Text provided
--*--

This was just printing garbage in the previous version but %16ph with a
dynamic alloc would be out of range (even the start of the next buffer,
_get_dynamic_array(line) + 16, can be out of range)

Also, for custom tracepoints e.g. bpftrace the program needs to know how
many bytes can be read safely even if it's just for dumping -- unless
dynamic_array is a "fat pointer" that conveys its own size?
(Sorry didn't take the time to check)

So I see two ways forward:
 - We can give up on the 16 bytes split here, add the size in one of the
fields, and print with %*ph using that size.
 - Or just give up and zero the tail; I'm surprised there's no "memcpy
up to x bytes and zero up to y bytes if required" helper but Christian's
suggestion of always doing memset first is probably not that bad
performance-wise if someone's dumping these out already.

I don't have a hard preference here, what do you think?
Steven Rostedt Dec. 3, 2023, 4:15 a.m. UTC | #6
On Sun, 3 Dec 2023 10:33:32 +0900
Dominique Martinet <asmadeus@codewreck.org> wrote:


> >             TP_printk("clnt %lu %s(tag = %d)\n%.3x: %16ph\n%.3x: %16ph\n",
> >                       (unsigned long)__entry->clnt, show_9p_op(__entry->type),
> >                       __entry->tag, 0, __get_dynamic_array(line), 16,
> > 		      __get_dynamic_array(line) + 16)  
> 
> This was just printing garbage in the previous version but %16ph with a
> dynamic alloc would be out of range (even the start of the next buffer,
> _get_dynamic_array(line) + 16, can be out of range)
> 
> Also, for custom tracepoints e.g. bpftrace the program needs to know how
> many bytes can be read safely even if it's just for dumping -- unless
> dynamic_array is a "fat pointer" that conveys its own size?
> (Sorry didn't take the time to check)

Yes, there's also a __get_dynamic_array_len(line) that will return the
allocated length of the line. Is that what you need?

-- Steve
Dominique Martinet Dec. 3, 2023, 5:32 a.m. UTC | #7
Steven Rostedt wrote on Sat, Dec 02, 2023 at 11:15:24PM -0500:
> > Also, for custom tracepoints e.g. bpftrace the program needs to know how
> > many bytes can be read safely even if it's just for dumping -- unless
> > dynamic_array is a "fat pointer" that conveys its own size?
> > (Sorry didn't take the time to check)
> 
> Yes, there's also a __get_dynamic_array_len(line) that will return the
> allocated length of the line. Is that what you need?

Yes, thanks! So the lower two bytes of the field are its position in
the entry and the higher two bytes its size; ok.
It doesn't look like bpftrace has any helper for it but that can
probably be sorted out if someone wants to dump data there.

--*--

Task set
**A)** Can you revise the tracepoint discussion's stretch from "- Or just give" through "these out already." so that "performance-wise" reads "speed-wise"?
**B)** Could you pick up the tracepoint discussion after its final line and carry it forward?

Provided material
--*--

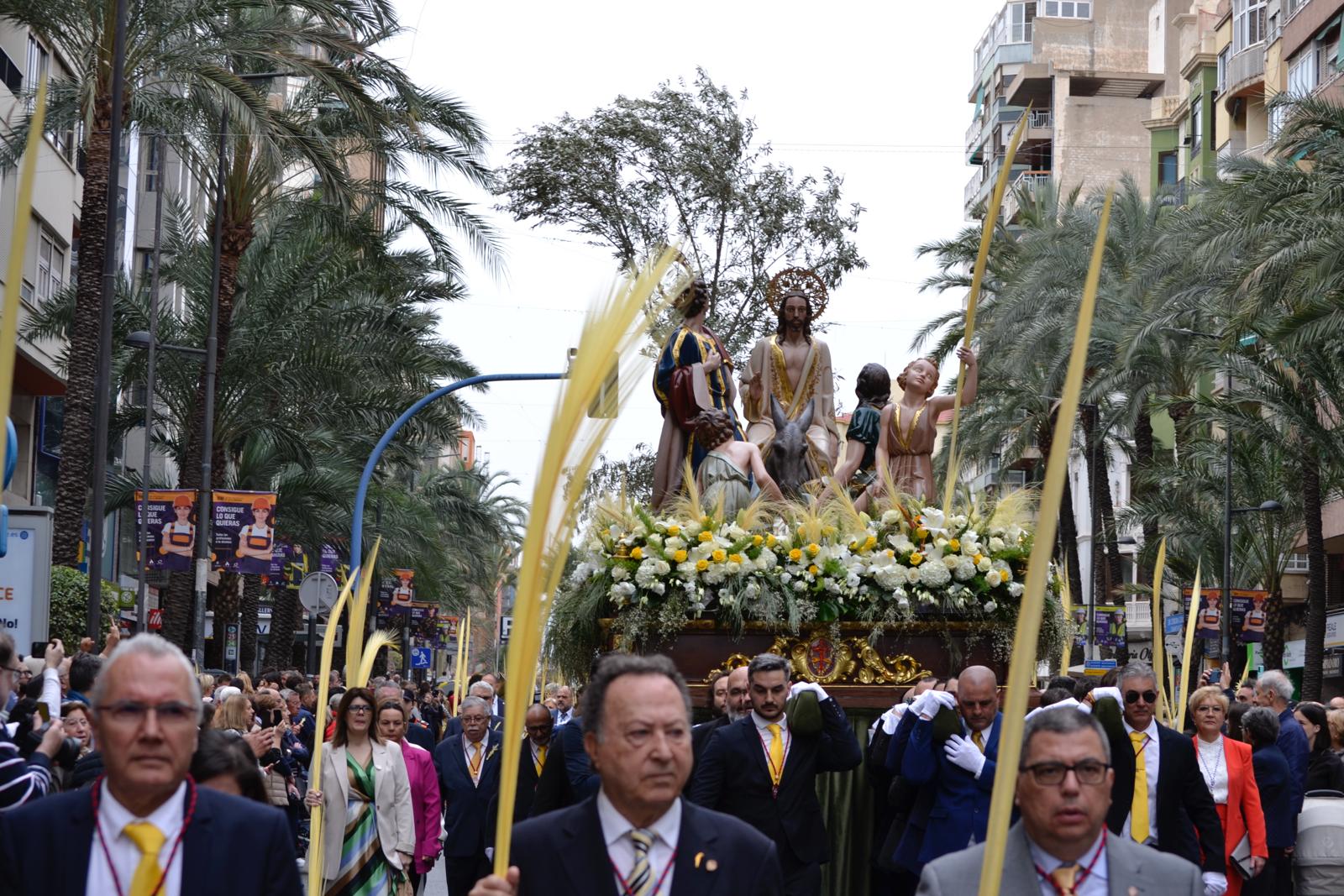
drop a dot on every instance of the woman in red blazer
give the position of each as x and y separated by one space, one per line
1226 766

--*--

Answers provided
**A)**
- Or just give up and zero the tail; I'm surprised there's no "memcpy
up to x bytes and zero up to y bytes if required" helper but Christian's
suggestion of always doing memset first is probably not that bad
speed-wise if someone's dumping these out already.

**B)**
Let's update the event to use a dynamic array and have printk fomrat to
use %*ph with that length.

JP Kobryn, does that sound good to you? I'm not sure what you were
trying to do in the first place.
Do you want to send a v2 or shall I?
JP Kobryn Dec. 4, 2023, 4:20 p.m. UTC | #8
On Sun, Dec 03, 2023 at 02:32:15PM +0900, Dominique Martinet wrote:
> Steven Rostedt wrote on Sat, Dec 02, 2023 at 11:15:24PM -0500:
> > > Also, for custom tracepoints e.g. bpftrace the program needs to know how
> > > many bytes can be read safely even if it's just for dumping -- unless
> > > dynamic_array is a "fat pointer" that conveys its own size?
> > > (Sorry didn't take the time to check)
> > 
> > Yes, there's also a __get_dynamic_array_len(line) that will return the
> > allocated length of the line. Is that what you need?
> 
> Yes, thanks! So the lower two bytes of the field are its position in
> the entry and the higher two bytes its size; ok.
> It doesn't look like bpftrace has any helper for it but that can
> probably be sorted out if someone wants to dump data there.
> 
> 
> Let's update the event to use a dynamic array and have printk fomrat to
> use %*ph with that length.
> 
> JP Kobryn, does that sound good to you? I'm not sure what you were
> trying to do in the first place.
> Do you want to send a v2 or shall I?

Sounds good. I'll send out a v2. Thanks Steve for recommending the
dynamic array macros.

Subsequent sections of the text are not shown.